Document extract:

begin

I am fitting a hurdle gamma model to some data. I understand that the default prior for the hurdle is suspicious of values close to 0 and 1 and expects values around 0.5. However, I believe that around 0.5-10% of values are positive and I am open to this being arbitrarily close to 0.
Whilst I am comfortable with ‘greek’ equation-based formulations of Bayesian models, I am not yet used to converting this to brms/Stan code. That means I’m struggling to interpret both the output of ‘prior_summary’ and ‘stancode’.
I suppose there are two questions:
- My current guess is to change the logistic regression distribution for “b_hu_Intercept” by putting in
prior = prior(logistic(3,1), class = "Intercept", dpar = "hu")

end

Rows:

begin

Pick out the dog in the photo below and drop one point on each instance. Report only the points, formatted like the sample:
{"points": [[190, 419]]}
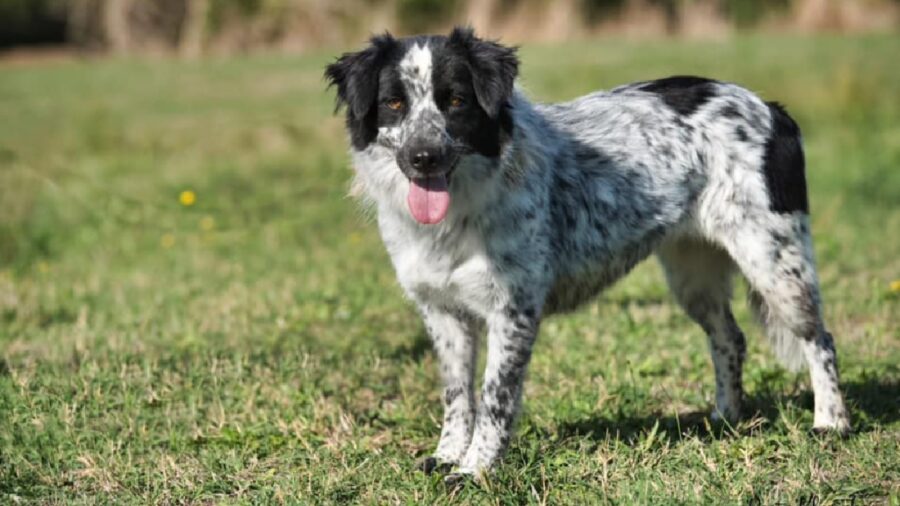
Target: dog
{"points": [[498, 212]]}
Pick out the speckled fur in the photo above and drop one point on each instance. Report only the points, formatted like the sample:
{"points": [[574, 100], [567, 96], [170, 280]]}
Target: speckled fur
{"points": [[580, 193]]}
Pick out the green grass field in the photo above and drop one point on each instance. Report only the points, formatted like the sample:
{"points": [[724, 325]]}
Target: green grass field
{"points": [[253, 347]]}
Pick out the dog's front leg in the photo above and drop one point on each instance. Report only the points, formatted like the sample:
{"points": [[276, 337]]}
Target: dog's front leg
{"points": [[511, 334], [453, 334]]}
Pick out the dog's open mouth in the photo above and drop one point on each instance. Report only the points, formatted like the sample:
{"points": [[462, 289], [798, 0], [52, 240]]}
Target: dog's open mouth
{"points": [[429, 199]]}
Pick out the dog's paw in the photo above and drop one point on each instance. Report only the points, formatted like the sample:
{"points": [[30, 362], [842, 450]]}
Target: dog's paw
{"points": [[841, 431], [430, 464]]}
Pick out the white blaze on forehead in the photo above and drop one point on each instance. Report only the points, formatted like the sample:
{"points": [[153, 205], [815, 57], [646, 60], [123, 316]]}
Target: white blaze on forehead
{"points": [[415, 72], [417, 63]]}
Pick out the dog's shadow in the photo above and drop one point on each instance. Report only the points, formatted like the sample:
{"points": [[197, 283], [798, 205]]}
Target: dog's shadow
{"points": [[873, 402]]}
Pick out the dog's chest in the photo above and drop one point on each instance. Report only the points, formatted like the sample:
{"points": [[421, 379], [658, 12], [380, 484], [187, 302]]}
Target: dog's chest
{"points": [[449, 271]]}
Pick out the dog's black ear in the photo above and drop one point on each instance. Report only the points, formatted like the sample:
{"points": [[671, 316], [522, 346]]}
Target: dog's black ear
{"points": [[494, 68], [356, 75]]}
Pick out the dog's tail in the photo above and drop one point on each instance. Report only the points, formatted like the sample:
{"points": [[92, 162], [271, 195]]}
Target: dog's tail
{"points": [[787, 347]]}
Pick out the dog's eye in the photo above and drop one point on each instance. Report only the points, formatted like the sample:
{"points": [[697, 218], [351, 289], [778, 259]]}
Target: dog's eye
{"points": [[395, 104]]}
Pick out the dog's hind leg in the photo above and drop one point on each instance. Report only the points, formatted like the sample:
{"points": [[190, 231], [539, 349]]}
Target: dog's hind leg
{"points": [[454, 335], [775, 253], [699, 275]]}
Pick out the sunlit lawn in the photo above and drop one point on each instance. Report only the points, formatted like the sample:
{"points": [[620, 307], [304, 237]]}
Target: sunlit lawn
{"points": [[249, 344]]}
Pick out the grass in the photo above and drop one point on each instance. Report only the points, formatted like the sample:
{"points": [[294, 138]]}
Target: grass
{"points": [[253, 347]]}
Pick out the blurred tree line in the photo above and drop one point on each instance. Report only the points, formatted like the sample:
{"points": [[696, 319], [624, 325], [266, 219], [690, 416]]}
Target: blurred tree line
{"points": [[195, 26]]}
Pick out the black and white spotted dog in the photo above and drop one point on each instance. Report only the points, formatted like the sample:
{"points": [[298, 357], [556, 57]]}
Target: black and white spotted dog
{"points": [[498, 212]]}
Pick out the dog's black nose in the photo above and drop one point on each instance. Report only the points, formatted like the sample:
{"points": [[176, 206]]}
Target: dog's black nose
{"points": [[425, 159]]}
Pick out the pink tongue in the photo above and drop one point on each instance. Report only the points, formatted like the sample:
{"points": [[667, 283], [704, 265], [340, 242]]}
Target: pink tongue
{"points": [[428, 199]]}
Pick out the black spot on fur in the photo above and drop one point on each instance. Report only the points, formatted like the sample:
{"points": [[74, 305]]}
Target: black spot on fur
{"points": [[684, 94], [784, 165]]}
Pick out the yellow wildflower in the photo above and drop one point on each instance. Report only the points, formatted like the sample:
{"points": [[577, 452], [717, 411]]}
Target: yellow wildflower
{"points": [[187, 198], [207, 223]]}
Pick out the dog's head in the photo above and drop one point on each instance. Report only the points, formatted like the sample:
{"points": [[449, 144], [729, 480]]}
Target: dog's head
{"points": [[431, 102]]}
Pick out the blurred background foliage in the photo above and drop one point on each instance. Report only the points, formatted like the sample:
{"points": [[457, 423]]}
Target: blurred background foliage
{"points": [[223, 26]]}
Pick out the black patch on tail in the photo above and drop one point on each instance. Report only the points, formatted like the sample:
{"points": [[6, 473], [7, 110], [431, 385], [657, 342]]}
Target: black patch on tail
{"points": [[684, 94], [784, 165]]}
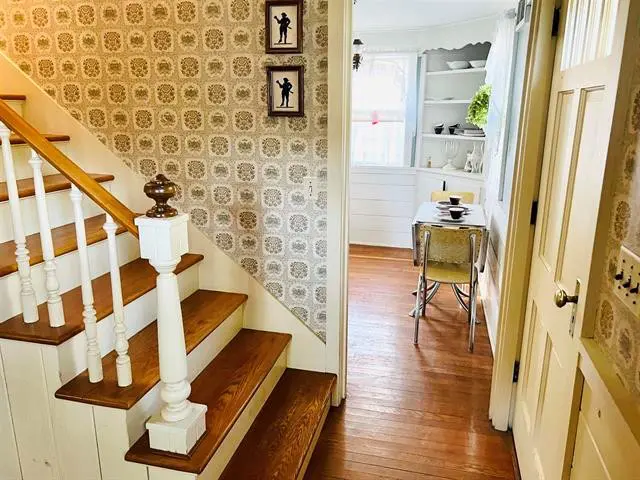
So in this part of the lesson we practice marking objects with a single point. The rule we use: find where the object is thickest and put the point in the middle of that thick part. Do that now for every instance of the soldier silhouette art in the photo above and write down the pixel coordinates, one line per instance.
(285, 26)
(287, 87)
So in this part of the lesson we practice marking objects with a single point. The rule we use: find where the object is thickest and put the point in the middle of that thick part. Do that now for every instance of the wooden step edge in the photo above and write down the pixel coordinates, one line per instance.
(203, 312)
(52, 183)
(64, 241)
(138, 278)
(283, 436)
(13, 97)
(16, 140)
(227, 387)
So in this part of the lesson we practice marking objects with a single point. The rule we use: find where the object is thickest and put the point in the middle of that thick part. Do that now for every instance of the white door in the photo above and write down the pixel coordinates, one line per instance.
(583, 90)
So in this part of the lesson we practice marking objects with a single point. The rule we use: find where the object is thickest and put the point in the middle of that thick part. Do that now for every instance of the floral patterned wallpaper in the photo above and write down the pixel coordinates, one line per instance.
(617, 330)
(179, 87)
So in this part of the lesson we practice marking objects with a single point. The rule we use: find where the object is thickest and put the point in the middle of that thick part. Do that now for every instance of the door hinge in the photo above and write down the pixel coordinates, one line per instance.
(555, 26)
(534, 212)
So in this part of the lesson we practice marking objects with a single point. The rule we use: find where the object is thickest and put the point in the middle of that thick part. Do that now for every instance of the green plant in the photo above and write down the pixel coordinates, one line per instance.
(479, 107)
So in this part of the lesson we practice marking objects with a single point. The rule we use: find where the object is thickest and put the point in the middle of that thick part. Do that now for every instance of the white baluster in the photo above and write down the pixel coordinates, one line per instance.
(52, 285)
(180, 423)
(123, 362)
(94, 361)
(27, 293)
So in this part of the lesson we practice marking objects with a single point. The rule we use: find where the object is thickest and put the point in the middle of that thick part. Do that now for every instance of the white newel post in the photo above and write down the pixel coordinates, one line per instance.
(27, 293)
(52, 285)
(123, 362)
(181, 423)
(94, 361)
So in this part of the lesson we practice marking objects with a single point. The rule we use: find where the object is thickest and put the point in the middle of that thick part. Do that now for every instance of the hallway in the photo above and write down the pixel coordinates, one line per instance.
(411, 412)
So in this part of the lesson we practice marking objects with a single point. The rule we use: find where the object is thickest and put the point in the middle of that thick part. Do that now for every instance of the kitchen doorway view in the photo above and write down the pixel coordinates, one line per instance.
(436, 89)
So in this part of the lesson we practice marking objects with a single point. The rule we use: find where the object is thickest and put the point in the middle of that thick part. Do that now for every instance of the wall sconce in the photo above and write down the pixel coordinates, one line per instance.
(357, 53)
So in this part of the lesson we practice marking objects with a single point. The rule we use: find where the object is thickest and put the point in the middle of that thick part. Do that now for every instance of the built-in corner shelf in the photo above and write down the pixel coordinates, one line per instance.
(447, 102)
(454, 137)
(464, 71)
(451, 173)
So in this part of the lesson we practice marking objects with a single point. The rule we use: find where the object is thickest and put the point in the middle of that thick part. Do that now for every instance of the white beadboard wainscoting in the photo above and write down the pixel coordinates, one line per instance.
(382, 206)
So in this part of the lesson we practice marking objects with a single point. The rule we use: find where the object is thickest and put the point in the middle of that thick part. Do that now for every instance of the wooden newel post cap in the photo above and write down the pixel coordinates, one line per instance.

end

Requirement A:
Summarize the forum post about setting a hurdle prior in a brms gamma model in two sentences.
Requirement B:
Pick up the forum post about the brms hurdle gamma prior from the point where it stops, and keep going.

Reply A:
The writer is fitting a hurdle gamma model and says the default hurdle prior expects values around 0.5, but they believe only about 0.5–10% of values are positive and want to allow this share to be arbitrarily close to 0. Although comfortable with equation-based Bayesian formulations, they struggle to read the output of 'prior_summary' and 'stancode', and their current guess is to set prior(logistic(3,1), class = "Intercept", dpar = "hu") for "b_hu_Intercept".

Reply B:
. Does this seem appropriate? Can I improve on this prior? - More generally, are there any tips for people used to equation formulations of Bayesian models to better understand brms and/or Stan models? I have seen that the package greta offers a diagrammatic representation of Bayesian models (reference) that I find easier to interpret than ‘prior_summary’. I am expecting the answer here to be ‘learn Stan and read the code’!
I have attached an example simulated_data.csv (743.7 KB) dataset and example code to help focus the discussion.
brms_fit <- brms::brm(bf(y ~ 1 + (1 | x_1) + (1 | x_2) + (1 | group),
shape ~ 1 + (1 | x_1) + (1 | x_2) + (1 | group),
hu ~ 1 + (1 | x_1) + (1 | x_2) + (1 | group)),
family = hurdle_gamma(),
iter = 100,
cores = 8, chains = 8,
data = simulated_data)